Present every line of the entries below as a Markdown table with the columns Row and Line, numbering the rows in order. Skip blank lines and omit the pictures.

Stored dataset items
......

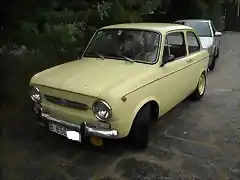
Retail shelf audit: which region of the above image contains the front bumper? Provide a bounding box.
[40,112,118,139]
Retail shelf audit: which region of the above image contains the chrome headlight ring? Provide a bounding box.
[92,100,112,121]
[30,86,42,103]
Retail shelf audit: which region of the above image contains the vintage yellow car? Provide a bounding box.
[30,23,209,148]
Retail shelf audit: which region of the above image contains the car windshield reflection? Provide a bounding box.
[83,29,161,63]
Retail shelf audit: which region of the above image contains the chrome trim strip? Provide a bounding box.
[41,113,118,139]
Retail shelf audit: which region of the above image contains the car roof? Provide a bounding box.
[176,19,211,22]
[101,23,192,33]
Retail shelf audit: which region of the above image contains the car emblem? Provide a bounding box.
[60,99,67,106]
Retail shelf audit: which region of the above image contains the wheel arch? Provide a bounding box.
[132,97,160,126]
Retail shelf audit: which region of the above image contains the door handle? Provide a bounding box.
[187,59,193,62]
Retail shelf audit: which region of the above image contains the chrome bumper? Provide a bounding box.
[41,112,118,139]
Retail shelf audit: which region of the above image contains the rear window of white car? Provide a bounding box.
[176,21,212,37]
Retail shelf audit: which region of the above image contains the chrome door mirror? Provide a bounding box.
[215,31,222,36]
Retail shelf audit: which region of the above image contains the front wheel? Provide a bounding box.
[129,105,151,149]
[190,73,207,101]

......

- [Output]:
| Row | Line |
|---|---|
| 1 | Retail shelf audit: which region of the above image contains the front bumper? Provide a bounding box. |
| 2 | [40,112,118,139] |
| 3 | Retail shelf audit: which region of the above image contains the chrome headlight ring? Provide a bounding box. |
| 4 | [92,100,112,121] |
| 5 | [30,86,42,103] |
| 6 | Retail shelf audit: which region of the above image contains the vintage yellow car? Provide a bounding box. |
| 7 | [30,23,209,148] |
| 8 | Retail shelf audit: which region of the above image contains the car windshield reflection? Provide a bounding box. |
| 9 | [83,29,161,63] |
| 10 | Retail shelf audit: which region of the above image contains the chrome trim strip? Provide a bounding box. |
| 11 | [41,113,118,139] |
| 12 | Retail shelf audit: which region of the above image contains the car roof? Provide a bounding box. |
| 13 | [176,19,211,22] |
| 14 | [101,23,192,33] |
| 15 | Retail shelf audit: which region of the above image contains the car emblem? Provide a bounding box. |
| 16 | [60,99,67,106] |
| 17 | Retail shelf audit: which region of the above image contains the wheel arch? Provide a bounding box. |
| 18 | [132,97,160,126] |
| 19 | Retail shelf audit: which region of the above image contains the door handle? Provide a bounding box. |
| 20 | [187,59,193,62] |
| 21 | Retail shelf audit: which region of the above image contains the chrome bumper? Provide a bounding box. |
| 22 | [41,112,118,139] |
| 23 | Retail shelf audit: which region of the above image contains the rear window of white car? Provide a bounding box. |
| 24 | [176,21,212,37] |
| 25 | Retail shelf audit: which region of the above image contains the chrome door mirror? Provide a bounding box. |
| 26 | [215,31,222,36] |
| 27 | Retail shelf audit: which region of the above image contains the front wheel? Provide a bounding box. |
| 28 | [129,105,151,149] |
| 29 | [190,73,207,101] |